EXTRAIT FOURNI
========================================================================

Pour se prêter à des applications aussi variées, la racine de garance doit nécessairement subir des manipulations nombreuses, auxquelles la science sert de guide. D’abord, le principe colorant dans lequel réside toute sa valeur, n’y existe point tout formé, et ne prend naissance que par une oxydation ménagée au contact de l’air. De plus, il ne s’en trouve dans la plante qu’une proportion très-faible, relativement aux matières étrangères dans lesquelles il est, en quelque sorte, disséminé, et dont plusieurs mettent plus ou moins obstacle, soit à la fixation de la couleur sur les tissus, soit aux modifications de nuances qu’on veut lui faire subir. De là des procédés nombreux qui ont pour but, tantôt d’éliminer et même d’utiliser une partie de ces principes étrangers, en les convertissant en alcool, tantôt de les détruire par l’intervention de réactifs puissants, à l’action desquels la matière colorante a le privilége d’échapper. On est même parvenu, par de savantes combinaisons, à obtenir, sous le nom d’alizarine, le principe colorant de la garance dans un grand état de pureté, sous forme de belles aiguilles d’un jaune orangé, susceptibles de se volatiliser sans résidu appréciable.

Cet aperçu rapide des traitements divers que l’industrie des couleurs fait subir à la garance, indique suffisamment les services que peut être appelé à lui rendre un travail qui, mettant à contribution les recherches publiées sur ce sujet tant en France qu’à l’étranger, les expose d’une manière méthodique, en les accompagnant d’une critique basée sur des connaissances sérieuses et sur une expérience prolongée.

========================================================================

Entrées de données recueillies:

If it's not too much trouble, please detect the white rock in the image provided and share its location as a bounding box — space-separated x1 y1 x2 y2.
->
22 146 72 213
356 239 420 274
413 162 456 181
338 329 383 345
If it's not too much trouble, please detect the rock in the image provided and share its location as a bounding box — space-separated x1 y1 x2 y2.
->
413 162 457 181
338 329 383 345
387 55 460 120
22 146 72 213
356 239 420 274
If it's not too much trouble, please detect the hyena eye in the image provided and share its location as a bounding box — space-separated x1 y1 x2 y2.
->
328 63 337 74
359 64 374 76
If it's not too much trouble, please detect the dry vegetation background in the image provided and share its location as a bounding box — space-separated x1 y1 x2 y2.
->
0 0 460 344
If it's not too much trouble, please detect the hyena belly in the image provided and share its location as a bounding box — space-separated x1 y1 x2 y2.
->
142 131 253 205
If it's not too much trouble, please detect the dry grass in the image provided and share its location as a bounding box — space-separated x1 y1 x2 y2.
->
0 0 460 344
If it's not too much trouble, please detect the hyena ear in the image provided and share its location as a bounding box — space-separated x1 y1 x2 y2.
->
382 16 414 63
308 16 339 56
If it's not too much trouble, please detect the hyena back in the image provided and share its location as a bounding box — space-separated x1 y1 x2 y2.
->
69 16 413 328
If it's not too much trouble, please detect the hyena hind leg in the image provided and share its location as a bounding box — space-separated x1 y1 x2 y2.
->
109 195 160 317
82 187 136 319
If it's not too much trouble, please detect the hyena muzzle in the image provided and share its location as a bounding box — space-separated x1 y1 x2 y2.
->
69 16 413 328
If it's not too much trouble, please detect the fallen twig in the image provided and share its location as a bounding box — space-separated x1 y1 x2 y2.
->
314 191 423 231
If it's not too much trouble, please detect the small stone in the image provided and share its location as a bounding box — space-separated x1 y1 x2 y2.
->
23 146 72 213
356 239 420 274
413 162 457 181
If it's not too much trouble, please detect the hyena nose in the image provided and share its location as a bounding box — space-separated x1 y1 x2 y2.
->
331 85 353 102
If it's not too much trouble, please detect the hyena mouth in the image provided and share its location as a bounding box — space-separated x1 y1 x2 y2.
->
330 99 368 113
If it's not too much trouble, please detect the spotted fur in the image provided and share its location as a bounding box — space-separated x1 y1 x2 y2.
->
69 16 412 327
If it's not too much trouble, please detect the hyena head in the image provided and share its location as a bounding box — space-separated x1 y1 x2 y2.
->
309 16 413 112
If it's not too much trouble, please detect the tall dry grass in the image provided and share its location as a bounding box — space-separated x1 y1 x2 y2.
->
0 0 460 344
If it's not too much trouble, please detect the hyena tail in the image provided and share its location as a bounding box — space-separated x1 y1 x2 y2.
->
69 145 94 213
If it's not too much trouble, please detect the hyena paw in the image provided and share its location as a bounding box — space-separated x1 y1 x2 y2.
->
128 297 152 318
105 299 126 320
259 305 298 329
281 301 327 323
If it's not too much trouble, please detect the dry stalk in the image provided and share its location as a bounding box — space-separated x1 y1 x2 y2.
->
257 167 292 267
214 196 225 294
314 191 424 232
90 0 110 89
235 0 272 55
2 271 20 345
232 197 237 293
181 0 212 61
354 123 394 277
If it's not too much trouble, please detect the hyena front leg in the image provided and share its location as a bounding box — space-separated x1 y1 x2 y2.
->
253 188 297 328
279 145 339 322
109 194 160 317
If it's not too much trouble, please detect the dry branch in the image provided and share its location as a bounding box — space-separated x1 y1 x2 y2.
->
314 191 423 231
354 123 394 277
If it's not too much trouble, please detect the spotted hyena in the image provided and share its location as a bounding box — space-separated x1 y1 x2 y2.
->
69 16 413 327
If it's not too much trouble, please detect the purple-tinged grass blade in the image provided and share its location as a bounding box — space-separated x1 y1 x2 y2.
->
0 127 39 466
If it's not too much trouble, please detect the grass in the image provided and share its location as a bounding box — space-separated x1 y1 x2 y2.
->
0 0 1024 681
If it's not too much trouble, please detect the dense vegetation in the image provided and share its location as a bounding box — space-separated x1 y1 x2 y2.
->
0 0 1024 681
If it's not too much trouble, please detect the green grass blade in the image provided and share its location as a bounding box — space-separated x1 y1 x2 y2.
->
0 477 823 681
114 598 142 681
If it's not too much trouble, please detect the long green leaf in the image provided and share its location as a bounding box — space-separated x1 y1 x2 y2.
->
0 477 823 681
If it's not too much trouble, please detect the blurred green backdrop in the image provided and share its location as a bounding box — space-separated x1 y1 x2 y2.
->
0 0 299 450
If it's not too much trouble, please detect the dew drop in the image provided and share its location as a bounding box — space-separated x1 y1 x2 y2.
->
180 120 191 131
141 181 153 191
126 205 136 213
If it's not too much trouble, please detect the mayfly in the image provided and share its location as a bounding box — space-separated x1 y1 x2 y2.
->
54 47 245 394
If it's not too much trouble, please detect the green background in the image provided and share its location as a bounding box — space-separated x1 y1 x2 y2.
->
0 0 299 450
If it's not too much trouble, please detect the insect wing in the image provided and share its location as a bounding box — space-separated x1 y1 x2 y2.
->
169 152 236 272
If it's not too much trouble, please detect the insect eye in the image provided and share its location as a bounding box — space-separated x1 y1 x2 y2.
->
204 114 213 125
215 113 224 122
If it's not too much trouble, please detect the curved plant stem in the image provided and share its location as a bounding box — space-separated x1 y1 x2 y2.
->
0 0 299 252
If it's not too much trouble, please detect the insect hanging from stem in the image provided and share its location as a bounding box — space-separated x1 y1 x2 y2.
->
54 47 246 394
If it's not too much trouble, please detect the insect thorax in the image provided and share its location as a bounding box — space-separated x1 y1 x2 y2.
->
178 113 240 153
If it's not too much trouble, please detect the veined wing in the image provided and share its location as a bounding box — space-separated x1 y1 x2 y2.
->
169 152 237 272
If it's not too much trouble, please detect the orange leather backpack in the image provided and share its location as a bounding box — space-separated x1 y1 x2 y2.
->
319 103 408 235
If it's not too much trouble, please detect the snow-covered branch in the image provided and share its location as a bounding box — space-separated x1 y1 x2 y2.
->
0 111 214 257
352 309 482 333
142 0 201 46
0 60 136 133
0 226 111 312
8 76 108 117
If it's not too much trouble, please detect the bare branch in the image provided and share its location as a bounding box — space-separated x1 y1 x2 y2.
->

========================================================================

CONSIGNE 1
Mettez à jour les lignes des données fournies, de la ligne qui contient "If it's not too much trouble, please detect the hyena paw" jusqu'à celle qui contient "281 301 327 323", incluses : remplacez "hyena paw" par "hyena foot" et recopiez tout le reste à l'identique.
CONSIGNE 2
Prolongez le texte sur la garance à partir de sa dernière phrase.

CORRIGÉ 1
If it's not too much trouble, please detect the hyena foot in the image provided and share its location as a bounding box — space-separated x1 y1 x2 y2.
->
128 297 152 318
105 299 126 320
259 305 298 329
281 301 327 323

CORRIGÉ 2
Plus que personne, M. Fabre-Volpilière était en situation de rendre ce service à l’industrie. Né dans le pays même où fut importé, vers le milieu du dernier siècle, la graine de garance, il a d’abord fait de sa culture agricole l’objet de ses observations. Plus tard il a occupé, tant en France qu’en Espagne, des positions industrielles qui lui ont facilité les moyens de suivre sa plante de prédilection, depuis l’état de racine vivante jusqu’à celui de produit manipulé.

C’est donc le fruit de ses recherches persévérantes et de son expérience personnelle, qu’il a exposé dans le mémoire que l’Académie avait à apprécier. Malheureusement, à ce travail, recommandable à tant d’autres égards, manquait un mérite textuellement exigé dans notre programme, savoir : l’énoncé de quelque découverte nouvelle, n’ayant encore été récompensée dans aucun concours. Or, comme l’auteur le reconnaît lui-même dans sa préface, son Mémoire est moins une œuvre de science qu’un travail de vulgarisation. Aussi l’Académie a-t-elle le regret de ne pouvoir lui accorder qu’une mention honorable.

  1. Commissaires : MM. Soyer-Willemet, Nicklès, Chautard, Forthomme ; Blondlot, rapporteur.